▸ EXERCISE: Please rewrite the lines starting at the one containing "Task: point to each instance of the thin pointed" and ending at the end of the records, requests included, scaling every coordinate in the answers by 1.15 and rounding to whole numbers, halves up. Give only these lines, and leave the pictures out.

▸ DATA TO USE:
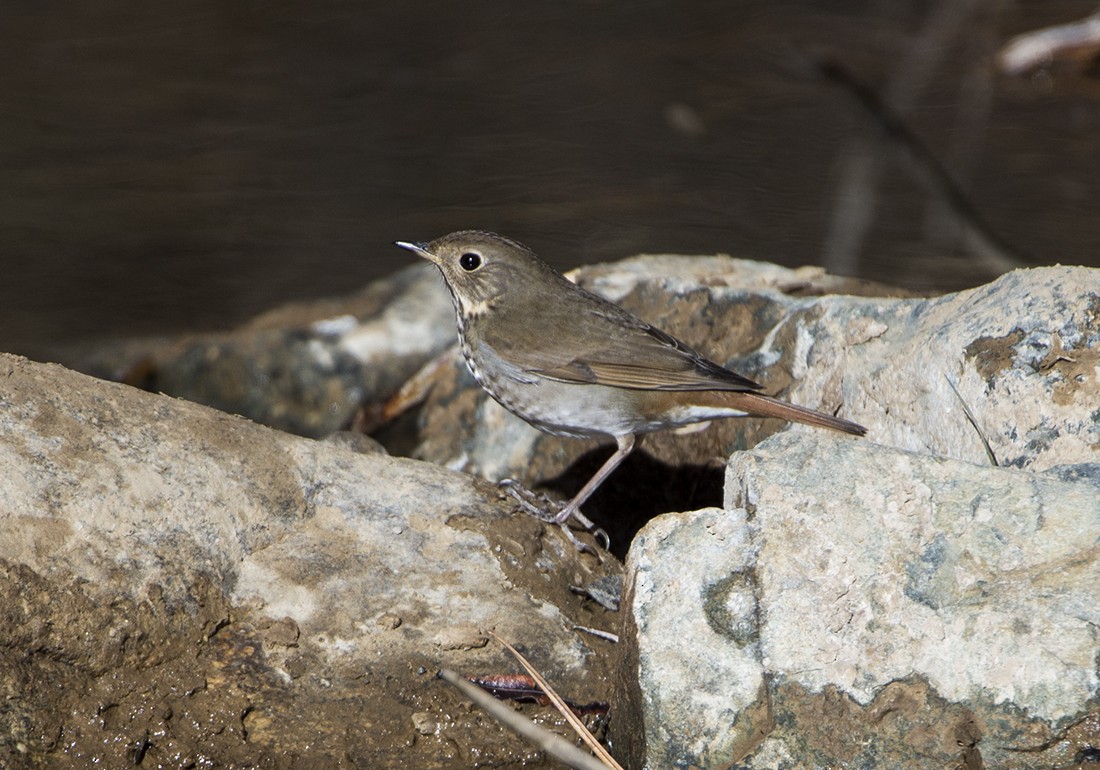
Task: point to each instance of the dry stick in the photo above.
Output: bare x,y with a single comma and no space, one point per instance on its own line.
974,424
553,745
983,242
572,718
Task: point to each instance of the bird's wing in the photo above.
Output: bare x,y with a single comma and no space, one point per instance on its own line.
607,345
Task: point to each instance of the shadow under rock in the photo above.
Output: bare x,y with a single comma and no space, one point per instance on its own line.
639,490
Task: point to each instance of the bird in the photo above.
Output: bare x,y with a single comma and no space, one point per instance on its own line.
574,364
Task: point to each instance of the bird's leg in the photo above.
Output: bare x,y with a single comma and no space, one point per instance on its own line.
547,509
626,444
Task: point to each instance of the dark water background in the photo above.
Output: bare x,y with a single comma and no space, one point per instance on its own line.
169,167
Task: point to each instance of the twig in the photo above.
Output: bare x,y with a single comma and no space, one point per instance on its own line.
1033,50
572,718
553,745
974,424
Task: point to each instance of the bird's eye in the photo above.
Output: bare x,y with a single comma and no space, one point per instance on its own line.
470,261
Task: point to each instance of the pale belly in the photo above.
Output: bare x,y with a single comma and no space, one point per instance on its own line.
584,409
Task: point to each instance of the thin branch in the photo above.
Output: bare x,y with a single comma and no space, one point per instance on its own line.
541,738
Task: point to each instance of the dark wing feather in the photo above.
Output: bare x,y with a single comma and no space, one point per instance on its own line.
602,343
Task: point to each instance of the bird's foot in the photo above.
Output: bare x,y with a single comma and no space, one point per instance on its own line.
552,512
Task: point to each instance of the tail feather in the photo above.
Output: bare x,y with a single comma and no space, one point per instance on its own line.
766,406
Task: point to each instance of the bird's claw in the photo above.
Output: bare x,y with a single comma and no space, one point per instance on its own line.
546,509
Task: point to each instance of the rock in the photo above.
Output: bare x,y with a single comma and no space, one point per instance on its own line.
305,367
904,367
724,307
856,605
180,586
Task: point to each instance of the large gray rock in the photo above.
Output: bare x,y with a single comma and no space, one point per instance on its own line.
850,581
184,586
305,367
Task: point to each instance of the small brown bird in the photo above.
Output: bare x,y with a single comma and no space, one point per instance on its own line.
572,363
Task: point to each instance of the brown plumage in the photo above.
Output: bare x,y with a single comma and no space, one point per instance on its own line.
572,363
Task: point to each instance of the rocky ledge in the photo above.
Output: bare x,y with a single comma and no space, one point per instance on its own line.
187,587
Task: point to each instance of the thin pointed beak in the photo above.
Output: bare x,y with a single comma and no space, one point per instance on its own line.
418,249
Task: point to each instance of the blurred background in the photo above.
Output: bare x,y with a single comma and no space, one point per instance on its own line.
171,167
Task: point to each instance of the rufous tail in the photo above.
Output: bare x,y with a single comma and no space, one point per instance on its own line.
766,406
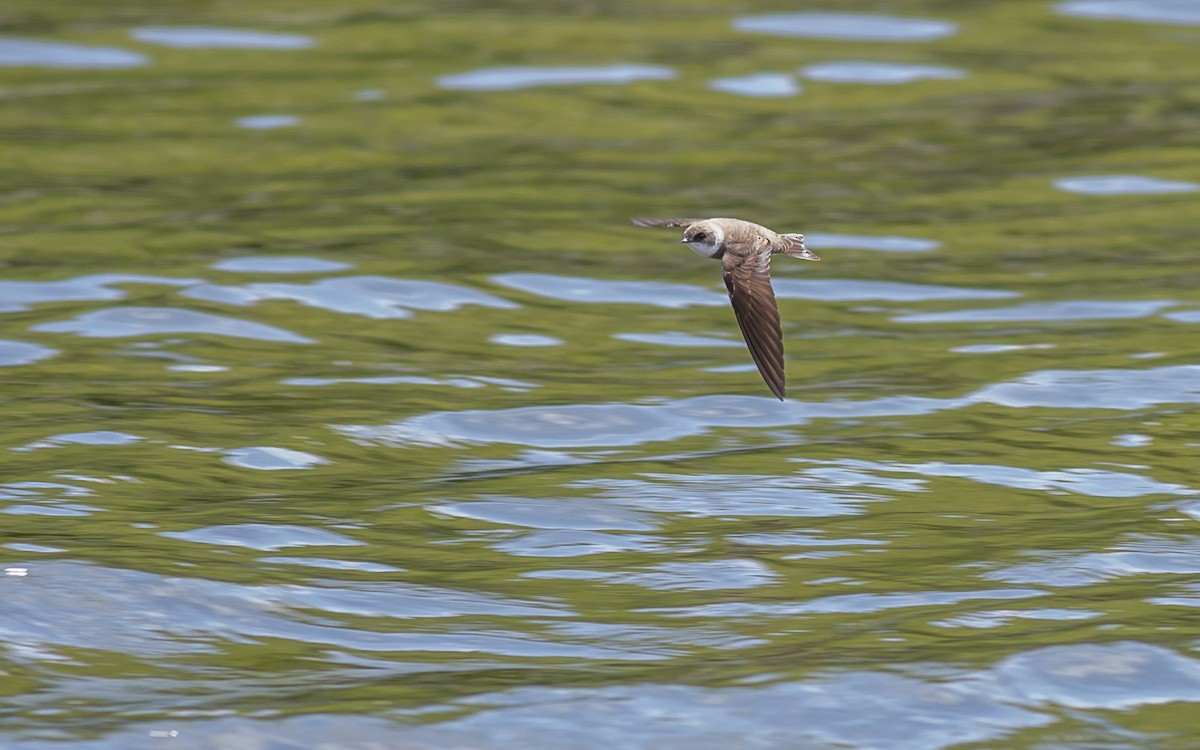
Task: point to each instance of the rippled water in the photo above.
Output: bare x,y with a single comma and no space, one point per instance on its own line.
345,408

▸ RESPONSE TO THIS TASK:
Task: point to each instance of the thin pointed beak in the photo above.
Output: bare x,y with a single comma and no space, one point per instance on its own line.
481,286
Task: point to each instance of the blurred background in the photo above.
Output: bare x,y with a single comma and no space, one point per instance on its own line.
197,192
Task: point to each instance of the rufous tail in the photo above.
Output: bare x,y with a single comma and no space, one point per instance on its own line.
881,467
Task: point to each instance of the rippled water in the photo above.
Output: bare x,y with a single comma and no space, one point per instance on its own line.
397,469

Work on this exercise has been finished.